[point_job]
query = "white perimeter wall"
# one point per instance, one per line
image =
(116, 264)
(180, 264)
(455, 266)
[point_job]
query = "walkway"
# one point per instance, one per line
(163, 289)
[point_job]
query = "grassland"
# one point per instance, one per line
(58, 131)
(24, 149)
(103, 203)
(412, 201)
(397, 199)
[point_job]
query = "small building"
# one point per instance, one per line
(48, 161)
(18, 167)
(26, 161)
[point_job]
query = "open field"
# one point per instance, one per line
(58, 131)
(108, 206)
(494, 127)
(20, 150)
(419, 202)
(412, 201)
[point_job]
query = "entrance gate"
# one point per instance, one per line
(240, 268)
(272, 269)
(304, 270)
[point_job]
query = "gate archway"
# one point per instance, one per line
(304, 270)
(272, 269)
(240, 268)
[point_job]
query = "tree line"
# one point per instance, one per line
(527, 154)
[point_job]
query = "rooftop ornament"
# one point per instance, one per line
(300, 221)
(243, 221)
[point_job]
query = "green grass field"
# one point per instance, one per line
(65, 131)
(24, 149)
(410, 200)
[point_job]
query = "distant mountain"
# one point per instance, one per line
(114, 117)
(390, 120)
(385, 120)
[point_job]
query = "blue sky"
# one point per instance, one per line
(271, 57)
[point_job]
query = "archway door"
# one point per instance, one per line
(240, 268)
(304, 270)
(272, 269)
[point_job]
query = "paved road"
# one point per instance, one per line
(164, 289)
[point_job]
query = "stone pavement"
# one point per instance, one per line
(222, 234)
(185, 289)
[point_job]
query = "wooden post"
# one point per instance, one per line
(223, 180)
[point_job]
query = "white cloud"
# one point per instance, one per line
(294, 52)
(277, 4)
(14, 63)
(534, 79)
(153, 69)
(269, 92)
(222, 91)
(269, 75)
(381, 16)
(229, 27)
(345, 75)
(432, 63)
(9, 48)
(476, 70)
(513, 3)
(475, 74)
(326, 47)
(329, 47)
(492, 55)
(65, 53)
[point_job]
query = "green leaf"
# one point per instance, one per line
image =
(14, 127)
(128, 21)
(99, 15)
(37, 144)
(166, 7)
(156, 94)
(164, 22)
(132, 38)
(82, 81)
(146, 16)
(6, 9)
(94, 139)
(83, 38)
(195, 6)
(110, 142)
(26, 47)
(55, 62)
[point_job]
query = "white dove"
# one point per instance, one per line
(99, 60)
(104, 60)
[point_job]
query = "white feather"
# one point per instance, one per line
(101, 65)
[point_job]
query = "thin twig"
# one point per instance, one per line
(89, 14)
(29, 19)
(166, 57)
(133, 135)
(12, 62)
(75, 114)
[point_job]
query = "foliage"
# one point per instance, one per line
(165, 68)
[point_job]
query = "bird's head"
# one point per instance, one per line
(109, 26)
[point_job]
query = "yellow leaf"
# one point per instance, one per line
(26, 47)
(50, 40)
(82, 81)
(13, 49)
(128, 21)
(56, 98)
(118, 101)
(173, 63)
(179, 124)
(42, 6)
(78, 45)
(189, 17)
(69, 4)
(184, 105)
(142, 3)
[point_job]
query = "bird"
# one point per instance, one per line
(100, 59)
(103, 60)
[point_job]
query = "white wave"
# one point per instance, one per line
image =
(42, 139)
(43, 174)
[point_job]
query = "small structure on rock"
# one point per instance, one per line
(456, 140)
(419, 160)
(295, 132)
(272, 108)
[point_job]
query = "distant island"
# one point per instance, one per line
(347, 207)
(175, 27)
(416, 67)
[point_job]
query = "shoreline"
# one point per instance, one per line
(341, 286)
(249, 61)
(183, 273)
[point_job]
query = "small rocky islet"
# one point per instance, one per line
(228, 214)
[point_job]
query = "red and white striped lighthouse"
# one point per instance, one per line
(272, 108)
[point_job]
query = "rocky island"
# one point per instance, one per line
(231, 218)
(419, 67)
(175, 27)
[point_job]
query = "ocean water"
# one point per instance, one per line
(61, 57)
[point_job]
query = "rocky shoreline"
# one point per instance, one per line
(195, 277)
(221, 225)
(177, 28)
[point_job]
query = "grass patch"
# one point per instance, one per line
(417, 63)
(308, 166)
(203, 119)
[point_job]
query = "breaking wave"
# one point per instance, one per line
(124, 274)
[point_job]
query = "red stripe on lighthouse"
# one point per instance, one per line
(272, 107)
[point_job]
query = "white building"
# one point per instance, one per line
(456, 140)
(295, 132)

================

REQUIREMENT: All of the records must be retyped exactly as they are.

RESPONSE:
[point_job]
query = "white perimeter wall"
# one point per instance, one per line
image =
(116, 264)
(180, 264)
(455, 266)
[point_job]
query = "walkway"
# one point per instance, one per line
(163, 289)
[point_job]
query = "grassland"
# one point per instance, one per line
(58, 131)
(24, 149)
(103, 203)
(412, 201)
(397, 199)
[point_job]
query = "small building"
# one point per instance, one per line
(48, 161)
(18, 167)
(26, 161)
[point_job]
query = "open field"
# one point per instance, one per line
(58, 131)
(108, 206)
(494, 127)
(20, 150)
(419, 202)
(412, 201)
[point_job]
query = "entrance gate"
# one point per instance, one per line
(240, 268)
(272, 269)
(304, 270)
[point_job]
query = "gate archway"
# one point per instance, one per line
(304, 270)
(272, 269)
(240, 268)
[point_job]
query = "tree line"
# one point per instance, one per line
(527, 154)
[point_job]
query = "rooftop ornament"
# one point per instance, one per line
(300, 221)
(243, 221)
[point_job]
query = "green grass field"
# one point per instance, one per line
(65, 131)
(24, 149)
(410, 200)
[point_job]
query = "distant mountain"
# one point per instance, one per line
(114, 117)
(390, 120)
(385, 120)
[point_job]
query = "blue sky"
# one point per instance, one per line
(271, 57)
[point_job]
query = "archway door"
# one point per instance, one per line
(240, 268)
(304, 270)
(272, 269)
[point_job]
query = "paved road"
# one point per instance, one per line
(164, 289)
[point_job]
query = "stone pavement"
# one point per instance, one per line
(222, 234)
(185, 289)
[point_job]
query = "wooden post"
# one point per instance, one per line
(223, 180)
[point_job]
query = "white cloud"
# one point per instance, one per line
(294, 52)
(277, 4)
(14, 63)
(534, 79)
(153, 69)
(269, 92)
(222, 91)
(269, 75)
(381, 16)
(229, 27)
(345, 75)
(432, 63)
(9, 48)
(476, 70)
(513, 3)
(475, 74)
(326, 47)
(329, 47)
(492, 55)
(65, 53)
[point_job]
query = "green leaf"
# one point per instance, one per line
image =
(14, 127)
(128, 21)
(99, 15)
(37, 144)
(166, 7)
(156, 94)
(164, 22)
(132, 38)
(82, 81)
(146, 16)
(6, 9)
(94, 139)
(83, 38)
(195, 6)
(110, 142)
(26, 47)
(55, 62)
[point_job]
query = "white dove"
# one point per instance, one per line
(99, 60)
(104, 60)
[point_job]
query = "white feather"
# one point per instance, one per line
(101, 65)
[point_job]
query = "thin twig"
# one point per instance, one per line
(89, 14)
(29, 19)
(166, 57)
(133, 135)
(12, 62)
(75, 114)
[point_job]
query = "foliage"
# one point per instance, one per line
(165, 68)
[point_job]
query = "bird's head"
# one point per instance, one per line
(109, 26)
[point_job]
query = "yellow leaf"
# one point per instance, one per line
(26, 47)
(50, 40)
(82, 81)
(13, 49)
(128, 21)
(56, 98)
(118, 101)
(173, 63)
(179, 124)
(42, 6)
(78, 45)
(189, 17)
(69, 4)
(184, 105)
(142, 3)
[point_job]
query = "bird"
# one point per instance, one per line
(100, 59)
(103, 60)
[point_job]
query = "white wave"
# one point per instance, one per line
image =
(42, 139)
(43, 174)
[point_job]
query = "small structure on rock"
# one point per instance, one per line
(456, 140)
(419, 160)
(295, 132)
(272, 108)
[point_job]
query = "distant island"
# one point per instance, one per line
(347, 207)
(175, 27)
(416, 67)
[point_job]
query = "shoreline"
# one point per instance, one per line
(341, 286)
(249, 61)
(183, 273)
[point_job]
query = "small rocky islet"
# one point per instance, one per line
(228, 214)
[point_job]
query = "red and white striped lighthouse"
# one point per instance, one per line
(272, 108)
[point_job]
query = "rocky island"
# one point per instance, one per line
(231, 218)
(419, 67)
(175, 27)
[point_job]
query = "ocean water"
# one point per instance, one per line
(61, 57)
[point_job]
query = "rocky shoreline"
# one point per instance, one per line
(195, 277)
(221, 225)
(177, 28)
[point_job]
query = "grass patch"
# one point per instance, one per line
(417, 63)
(308, 166)
(203, 119)
[point_job]
query = "breaking wave"
# one point per instance, one per line
(124, 274)
[point_job]
query = "red stripe on lighthouse"
# one point per instance, one per line
(272, 107)
[point_job]
query = "white building"
# one point per instance, one per line
(456, 140)
(295, 132)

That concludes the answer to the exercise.